[Dataset excerpt]
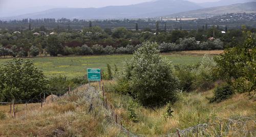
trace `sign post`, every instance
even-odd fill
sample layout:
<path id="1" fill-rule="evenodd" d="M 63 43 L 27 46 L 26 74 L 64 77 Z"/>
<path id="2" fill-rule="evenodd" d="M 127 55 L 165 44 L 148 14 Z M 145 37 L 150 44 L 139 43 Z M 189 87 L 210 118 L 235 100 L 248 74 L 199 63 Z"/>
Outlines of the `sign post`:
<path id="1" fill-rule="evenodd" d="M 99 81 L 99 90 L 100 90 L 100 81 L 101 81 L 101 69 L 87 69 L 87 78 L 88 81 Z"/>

...

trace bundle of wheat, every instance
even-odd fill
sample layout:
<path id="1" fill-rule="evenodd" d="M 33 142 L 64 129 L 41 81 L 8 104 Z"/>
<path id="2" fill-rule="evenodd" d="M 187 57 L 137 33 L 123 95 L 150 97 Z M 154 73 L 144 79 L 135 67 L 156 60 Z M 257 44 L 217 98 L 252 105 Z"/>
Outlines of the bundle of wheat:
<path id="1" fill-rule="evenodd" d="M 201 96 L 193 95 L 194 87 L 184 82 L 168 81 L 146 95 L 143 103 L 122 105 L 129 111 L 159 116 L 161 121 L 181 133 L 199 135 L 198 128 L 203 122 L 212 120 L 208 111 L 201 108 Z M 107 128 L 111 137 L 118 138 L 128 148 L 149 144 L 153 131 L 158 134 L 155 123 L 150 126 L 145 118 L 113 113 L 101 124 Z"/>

==

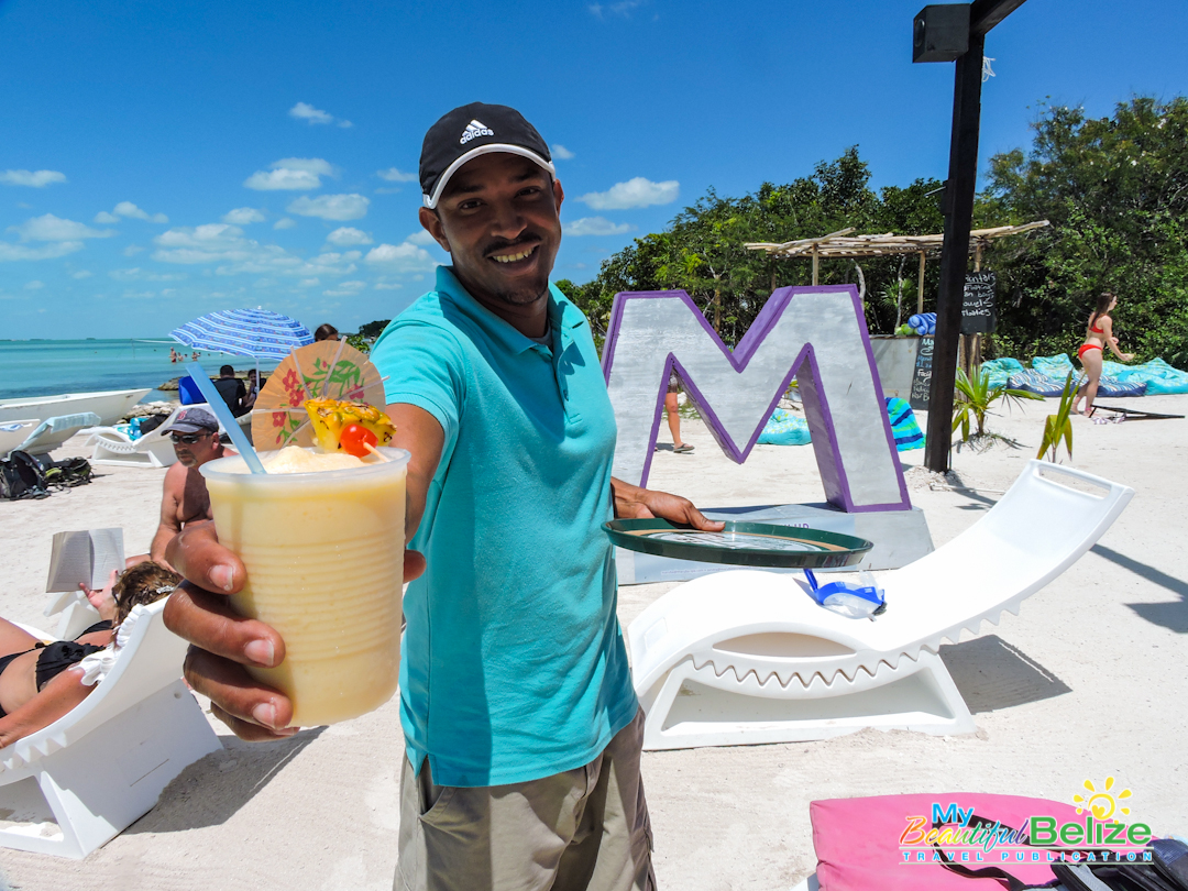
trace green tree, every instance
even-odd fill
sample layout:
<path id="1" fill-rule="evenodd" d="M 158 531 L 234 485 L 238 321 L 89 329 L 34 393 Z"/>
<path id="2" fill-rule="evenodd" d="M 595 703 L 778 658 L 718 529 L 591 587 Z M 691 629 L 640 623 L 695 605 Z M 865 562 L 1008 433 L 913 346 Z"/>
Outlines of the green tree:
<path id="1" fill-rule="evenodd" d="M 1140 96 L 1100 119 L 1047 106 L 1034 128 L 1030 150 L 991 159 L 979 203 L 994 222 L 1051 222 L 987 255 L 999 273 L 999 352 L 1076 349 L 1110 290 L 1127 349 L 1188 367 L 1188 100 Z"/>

-- SET PROBLEM --
Reproduce, word for word, everything in the listing from the line containing "trace green tree, every instance" down to the line containing "1140 96 L 1100", with both of those lines included.

-- ANSWER TO THE PROBLEM --
trace green tree, every instance
even-odd fill
sample layout:
<path id="1" fill-rule="evenodd" d="M 158 531 L 234 485 L 238 321 L 89 329 L 34 393 Z"/>
<path id="2" fill-rule="evenodd" d="M 595 703 L 778 658 L 718 529 L 591 587 Z M 691 629 L 640 623 L 695 605 Z M 865 562 L 1008 433 L 913 346 Z"/>
Outlines of the green tree:
<path id="1" fill-rule="evenodd" d="M 1140 96 L 1100 119 L 1047 106 L 1034 128 L 1030 150 L 991 159 L 979 203 L 994 222 L 1051 222 L 987 255 L 999 273 L 999 352 L 1076 349 L 1110 290 L 1127 349 L 1188 367 L 1188 100 Z"/>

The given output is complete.